#### [Texte du document]

*-*-*

Juliette R.: Ce sont deux textes écrits dans deux contextes différents. Le premier dans l’ordre de l’écriture, Lettres à Jean-Loup Rivière, est né d’une nécessité extrême au moment de la mort de mon directeur de thèse, de m’adresser à lui pour comprendre ce que je pouvais faire de moi-même dans le grand désarroi où je me trouvais (abandonnée). Continuer à écrire et poursuivre le travail entamé revenait à continuer à vivre, oser mener l’écriture et le sujet à ma façon. C’est mon premier texte et il y est d’emblée et de manière absolument radicale, question d’émancipation. L’écriture est un fil tendu entre la mort et la vie. Comme une manière de tester ses pouvoirs. S’émanciper de la prise de la mort en soi, de sa morsure, de ses sirènes, pour continuer à vivre non pas sous sa menace mais en ayant intégré sa potentialité comme une urgence à être, à vivre, à créer.

*-*-*

Lignes d'un jeu de données
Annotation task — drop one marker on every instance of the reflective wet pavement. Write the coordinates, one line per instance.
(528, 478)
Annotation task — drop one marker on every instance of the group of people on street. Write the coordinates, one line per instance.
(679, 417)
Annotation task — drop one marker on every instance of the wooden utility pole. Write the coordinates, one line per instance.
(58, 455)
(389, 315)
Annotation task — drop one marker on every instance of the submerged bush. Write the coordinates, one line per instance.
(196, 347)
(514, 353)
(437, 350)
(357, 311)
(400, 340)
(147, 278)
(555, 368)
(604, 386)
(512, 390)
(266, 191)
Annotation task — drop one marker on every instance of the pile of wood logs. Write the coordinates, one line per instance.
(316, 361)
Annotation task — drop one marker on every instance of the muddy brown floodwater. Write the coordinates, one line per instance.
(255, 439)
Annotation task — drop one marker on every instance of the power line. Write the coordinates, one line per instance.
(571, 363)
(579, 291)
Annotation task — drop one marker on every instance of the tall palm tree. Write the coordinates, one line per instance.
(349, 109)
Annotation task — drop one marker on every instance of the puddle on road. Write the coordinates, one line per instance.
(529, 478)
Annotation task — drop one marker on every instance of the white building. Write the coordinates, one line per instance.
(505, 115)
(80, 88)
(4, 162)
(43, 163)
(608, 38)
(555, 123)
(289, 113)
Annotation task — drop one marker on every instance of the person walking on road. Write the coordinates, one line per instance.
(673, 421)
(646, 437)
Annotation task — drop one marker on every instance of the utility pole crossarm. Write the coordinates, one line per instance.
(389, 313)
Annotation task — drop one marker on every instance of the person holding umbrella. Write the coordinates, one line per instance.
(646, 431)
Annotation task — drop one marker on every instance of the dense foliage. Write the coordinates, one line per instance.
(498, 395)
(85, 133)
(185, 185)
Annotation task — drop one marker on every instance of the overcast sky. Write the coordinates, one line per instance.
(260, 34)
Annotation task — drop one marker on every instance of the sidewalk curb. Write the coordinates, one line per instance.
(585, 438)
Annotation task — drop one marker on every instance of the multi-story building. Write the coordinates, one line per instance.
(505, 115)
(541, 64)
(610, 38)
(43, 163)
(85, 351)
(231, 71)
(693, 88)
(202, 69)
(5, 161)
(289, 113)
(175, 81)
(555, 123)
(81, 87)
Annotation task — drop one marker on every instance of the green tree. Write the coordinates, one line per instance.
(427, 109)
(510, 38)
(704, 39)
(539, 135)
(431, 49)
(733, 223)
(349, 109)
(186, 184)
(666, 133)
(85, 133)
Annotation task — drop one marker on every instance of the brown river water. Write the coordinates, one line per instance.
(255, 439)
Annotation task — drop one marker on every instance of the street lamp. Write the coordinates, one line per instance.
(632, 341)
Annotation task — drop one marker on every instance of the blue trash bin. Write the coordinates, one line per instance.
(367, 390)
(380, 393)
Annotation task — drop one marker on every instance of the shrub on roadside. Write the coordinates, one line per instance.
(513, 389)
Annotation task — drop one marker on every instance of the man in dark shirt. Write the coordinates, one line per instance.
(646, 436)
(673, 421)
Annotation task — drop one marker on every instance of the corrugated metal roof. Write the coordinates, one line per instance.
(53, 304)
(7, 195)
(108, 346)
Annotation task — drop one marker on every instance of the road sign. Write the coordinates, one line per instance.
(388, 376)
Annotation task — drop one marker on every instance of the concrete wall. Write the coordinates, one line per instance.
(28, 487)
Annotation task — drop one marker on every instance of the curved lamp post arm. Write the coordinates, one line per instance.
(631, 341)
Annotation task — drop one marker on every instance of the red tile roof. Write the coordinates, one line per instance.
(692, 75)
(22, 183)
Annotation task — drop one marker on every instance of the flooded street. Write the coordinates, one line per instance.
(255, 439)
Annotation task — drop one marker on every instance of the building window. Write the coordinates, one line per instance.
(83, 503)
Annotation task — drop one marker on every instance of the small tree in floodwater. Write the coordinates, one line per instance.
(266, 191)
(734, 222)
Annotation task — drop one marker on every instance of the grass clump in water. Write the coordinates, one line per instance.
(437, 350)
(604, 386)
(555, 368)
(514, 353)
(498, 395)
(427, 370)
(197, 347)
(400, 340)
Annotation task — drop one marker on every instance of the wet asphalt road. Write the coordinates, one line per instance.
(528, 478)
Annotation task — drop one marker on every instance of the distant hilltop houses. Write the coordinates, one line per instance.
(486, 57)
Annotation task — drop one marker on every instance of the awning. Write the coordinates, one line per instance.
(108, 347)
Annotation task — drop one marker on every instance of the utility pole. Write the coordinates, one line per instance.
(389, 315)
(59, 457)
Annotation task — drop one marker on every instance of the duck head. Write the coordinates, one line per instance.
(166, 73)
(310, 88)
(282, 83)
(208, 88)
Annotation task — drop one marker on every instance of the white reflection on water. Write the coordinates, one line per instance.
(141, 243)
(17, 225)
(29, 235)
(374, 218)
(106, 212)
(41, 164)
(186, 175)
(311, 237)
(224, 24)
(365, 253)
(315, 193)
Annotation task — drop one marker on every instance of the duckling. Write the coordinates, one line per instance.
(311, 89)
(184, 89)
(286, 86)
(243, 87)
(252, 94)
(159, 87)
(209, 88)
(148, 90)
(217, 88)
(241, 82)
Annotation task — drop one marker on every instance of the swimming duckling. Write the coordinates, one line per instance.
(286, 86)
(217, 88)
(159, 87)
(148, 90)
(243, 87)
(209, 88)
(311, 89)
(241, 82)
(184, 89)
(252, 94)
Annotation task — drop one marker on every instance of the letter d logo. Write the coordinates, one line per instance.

*-*-*

#### [Exercice]
D'après le texte du document, à quel moment est né Lettres à Jean-Loup Rivière ?

#### [Réponse commentée]
Au moment de la mort du directeur de thèse de Juliette R.